YOUR INSTRUCTIONS
Put the stretch of the records from the line containing "Indicate one point per instance of the white" through the end of the records into a Markdown table with the columns Row and Line, one numbered row per line, leaving out blank lines.

GIVEN RECORDS

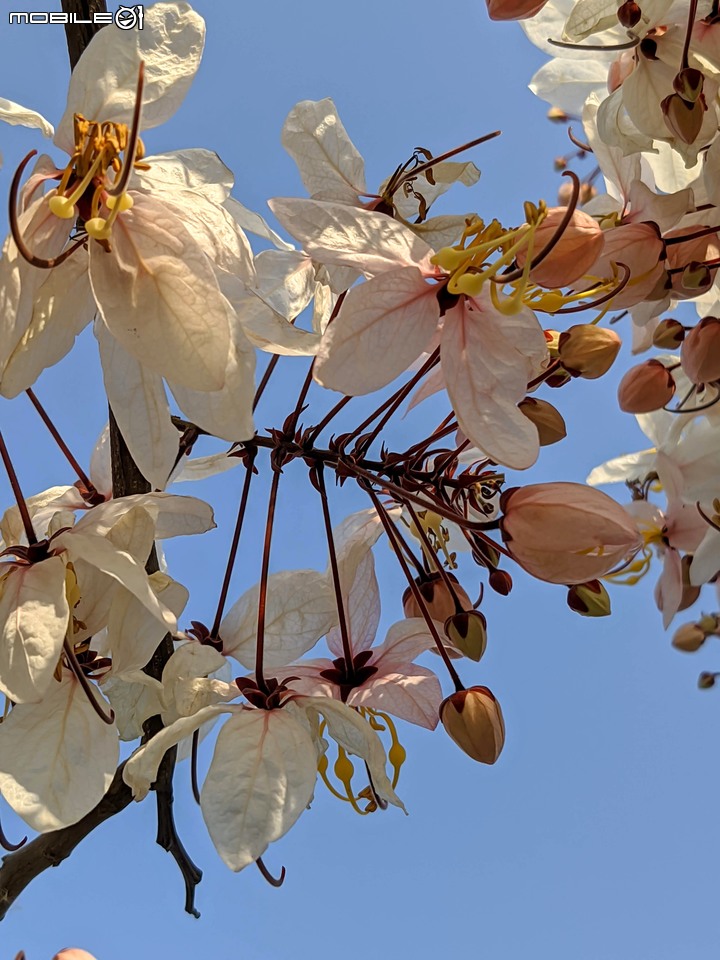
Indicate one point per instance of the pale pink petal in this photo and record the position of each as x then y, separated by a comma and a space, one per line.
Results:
340, 235
383, 325
414, 695
57, 757
261, 778
157, 294
486, 362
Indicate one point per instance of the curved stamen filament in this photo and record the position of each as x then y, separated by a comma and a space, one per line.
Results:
23, 249
121, 185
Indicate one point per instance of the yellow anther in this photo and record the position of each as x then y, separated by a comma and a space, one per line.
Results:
62, 207
98, 228
124, 202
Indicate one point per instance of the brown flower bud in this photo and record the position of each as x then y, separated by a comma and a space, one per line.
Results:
467, 632
514, 9
500, 581
566, 532
588, 351
688, 84
629, 13
700, 354
646, 387
437, 596
688, 638
473, 719
589, 599
683, 119
572, 255
550, 424
669, 334
556, 115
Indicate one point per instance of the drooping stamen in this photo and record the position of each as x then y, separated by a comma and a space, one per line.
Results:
273, 881
445, 156
120, 186
552, 242
395, 538
86, 686
7, 845
23, 249
628, 45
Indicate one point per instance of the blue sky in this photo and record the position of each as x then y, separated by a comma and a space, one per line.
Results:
593, 836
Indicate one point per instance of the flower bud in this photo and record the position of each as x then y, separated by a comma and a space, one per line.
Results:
688, 638
467, 632
682, 118
566, 532
473, 719
514, 9
646, 387
589, 599
73, 953
688, 84
500, 581
588, 351
668, 335
629, 13
700, 354
573, 254
437, 596
549, 422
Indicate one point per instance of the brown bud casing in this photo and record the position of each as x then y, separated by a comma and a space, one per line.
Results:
473, 719
668, 335
437, 596
688, 638
589, 599
700, 354
646, 387
588, 351
467, 632
548, 420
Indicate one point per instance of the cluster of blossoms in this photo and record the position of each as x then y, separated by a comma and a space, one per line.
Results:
152, 250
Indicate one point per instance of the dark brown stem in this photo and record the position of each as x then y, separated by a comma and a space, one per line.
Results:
319, 475
87, 482
17, 493
395, 541
50, 849
252, 451
262, 599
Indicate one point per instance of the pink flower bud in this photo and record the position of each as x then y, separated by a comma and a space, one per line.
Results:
73, 953
700, 354
514, 9
438, 598
574, 253
473, 719
588, 351
549, 422
648, 386
566, 532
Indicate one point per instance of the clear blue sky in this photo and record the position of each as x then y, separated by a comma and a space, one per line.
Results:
594, 836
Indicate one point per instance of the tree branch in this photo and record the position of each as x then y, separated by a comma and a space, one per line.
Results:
50, 849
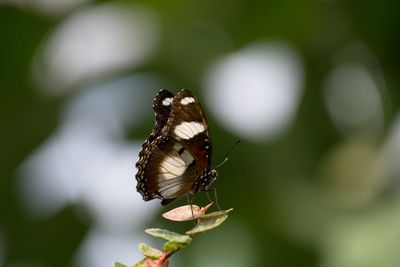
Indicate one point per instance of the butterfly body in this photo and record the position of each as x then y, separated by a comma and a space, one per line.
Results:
176, 157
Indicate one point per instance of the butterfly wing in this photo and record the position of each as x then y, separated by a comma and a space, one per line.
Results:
178, 153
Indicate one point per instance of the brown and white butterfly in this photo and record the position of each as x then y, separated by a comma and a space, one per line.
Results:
176, 158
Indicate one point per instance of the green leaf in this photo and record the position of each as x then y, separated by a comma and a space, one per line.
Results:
141, 263
174, 246
149, 251
168, 235
208, 224
117, 264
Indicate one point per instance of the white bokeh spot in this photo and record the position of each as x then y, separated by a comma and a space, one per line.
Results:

TASK RESPONSE
| Row | Line |
|---|---|
| 1 | Indicate one point per instance of the white bokeh spot in this photo and record the position of each as x then y, separated by a comma and a space, one per line. |
| 2 | Results: |